• [DOCUMENT]:

Meal delivery is changing rapidly and growing exponentially due to the online-to-offline revolution, which offers easy online ordering, customized offerings and speed.
Thinking Curry (微想咖喱) operates out of a back alley on Wuxing Road, not far from Taipei 101. Providing the option of three curry flavors – Indian, European, or Japanese – it was so popular that finding a seat on weekday evenings was a challenge. Nowadays getting seated is the easy part. It’s the ordering that takes a while because of all the delivery meals being prepared, bagged up, and sent on their way.
Such is the new reality of the restaurant trade. It’s not so much butts on seats as meals delivered by a fleet of motorbike riders employed by tech companies.
Part of the online-to-offline (O2O) revolution, these companies don’t shop for ingredients, cook food, or own any restaurants. Technically, they don’t even employ drivers. Instead they are driving the “gig economy,” paying deliverers per mission accomplished.
Typically, these companies provide a website or app, from which the customer can choose a restaurant or type of cuisine. The customer places the order by clicking on items – including options such as salad dressing – and then agrees to a payment method.
By providing an easy-to-use digital platform, convenience, speed, and customized offerings based on customer data, third-party food delivery has rapidly become a huge and intensely competitive business.
There are two main kinds of operations. The first type involves direct restaurant-to-consumer delivery. A typical example is Domino’s Pizza, which handles its own deliveries after orders are taken via the company website or over the phone.
Second is the platform-to-consumer delivery model, which enables restaurants that do not necessarily offer food delivery themselves to expand their market. Third-party operators handle the ordering and delivery process, sharing revenue with their restaurant partners and delivery personnel.
In Taiwan, five major players are vying for dominance in the delivery sector:
- Foodpanda (空腹熊貓), founded in 2012 in Germany, was bought out in 2016 by the publicly listed, Berlin-based food delivery service Delivery Hero. The company typically operates its own delivery logistics.
- Uber Eats is the overachieving offspring of the ride-hailing service Uber, which is based in California and was launched in 2014. It has aggressively expanded into 250 cities and is reportedly growing at the rate of 200% annually.
- Honestbee (誠實蜜蜂) is an online grocery and meal delivery service that operates out of Singapore. Launched in 2015, it started meal delivery services in 2017.

• [Data listing]:

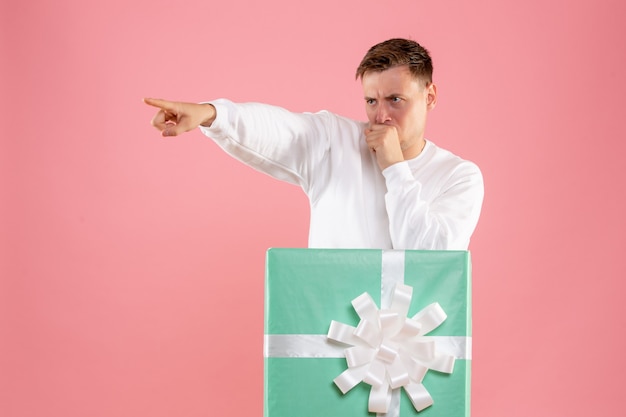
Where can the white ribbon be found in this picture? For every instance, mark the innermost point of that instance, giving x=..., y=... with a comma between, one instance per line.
x=387, y=350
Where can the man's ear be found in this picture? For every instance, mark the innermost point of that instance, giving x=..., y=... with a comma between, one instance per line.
x=431, y=96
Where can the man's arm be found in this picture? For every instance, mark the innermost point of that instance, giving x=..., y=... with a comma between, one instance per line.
x=443, y=222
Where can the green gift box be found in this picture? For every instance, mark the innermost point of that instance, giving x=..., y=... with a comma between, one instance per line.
x=308, y=289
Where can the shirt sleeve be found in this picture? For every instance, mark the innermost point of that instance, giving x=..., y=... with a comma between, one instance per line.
x=444, y=221
x=285, y=145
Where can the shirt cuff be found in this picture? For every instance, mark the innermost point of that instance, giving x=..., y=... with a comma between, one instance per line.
x=221, y=117
x=397, y=174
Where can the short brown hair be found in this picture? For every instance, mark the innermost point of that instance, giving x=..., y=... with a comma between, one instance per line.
x=395, y=52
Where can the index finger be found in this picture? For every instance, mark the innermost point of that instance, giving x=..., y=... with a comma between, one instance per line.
x=161, y=104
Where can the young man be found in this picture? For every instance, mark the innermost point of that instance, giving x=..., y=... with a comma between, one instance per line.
x=378, y=184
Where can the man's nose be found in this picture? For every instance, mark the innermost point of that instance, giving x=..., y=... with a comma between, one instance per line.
x=382, y=114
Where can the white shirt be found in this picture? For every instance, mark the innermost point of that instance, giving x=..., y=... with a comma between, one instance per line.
x=430, y=202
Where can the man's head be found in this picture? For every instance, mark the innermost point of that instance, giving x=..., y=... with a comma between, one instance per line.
x=397, y=52
x=396, y=76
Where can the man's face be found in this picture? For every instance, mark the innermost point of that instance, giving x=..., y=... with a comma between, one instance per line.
x=394, y=97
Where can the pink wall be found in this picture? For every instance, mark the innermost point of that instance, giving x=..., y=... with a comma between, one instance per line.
x=132, y=266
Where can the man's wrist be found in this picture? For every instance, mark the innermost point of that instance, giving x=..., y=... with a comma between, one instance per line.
x=211, y=115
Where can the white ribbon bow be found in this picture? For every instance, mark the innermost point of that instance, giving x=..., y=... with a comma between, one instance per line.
x=388, y=349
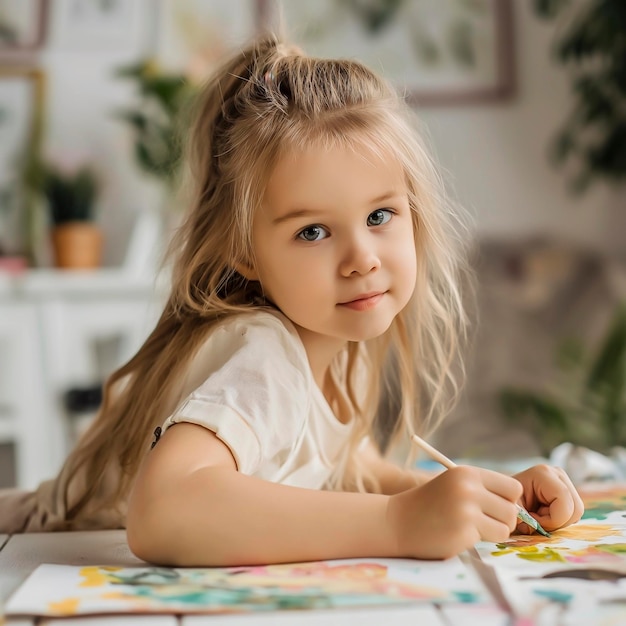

• [SET EXERCISE 1]: According to the meal delivery article, where does Thinking Curry operate?
• [SET EXERCISE 2]: Extend the article on food delivery in Taiwan, picking up right after its final sentence.

• [FINAL ANSWER 1]: Out of a back alley on Wuxing Road, not far from Taipei 101.

• [FINAL ANSWER 2]:
- Yowoo (有無快送), which operates in most areas in Taipei, is the only locally based market entrant and is a partnership between two subsidiaries of local companies, Xinyi Real Estate and Taiwan Taxi’s Global Express. It charges the least for food delivery.
- Deliveroo (戶戶送) is the latest player to enter the market. Based in England, it was started in 2013 by Taiwanese-American entrepreneur Will Shu. The Taiwan service began in September last year and is currently available in only four Taipei districts.
Food delivery is an incredibly febrile market, in which the companies and their business models change quickly. Typically, customers are charged for delivery at a set rate (NT$24 to NT$60), but the companies also take a cut of up to 30% of the restaurant’s revenue, in addition to charging extra for a preferential listing.
At Foodpanda, which enjoys a first-mover advantage, marketing and PR manager Lisa Chen describes growth over the past six years as constantly improving. Though declining to divulge revenue figures, she says the company has a 55% market share, works with more than 7,000 restaurants all over Taiwan, and in 2018 increased “daily ordering numbers” by 10 times over the previous year.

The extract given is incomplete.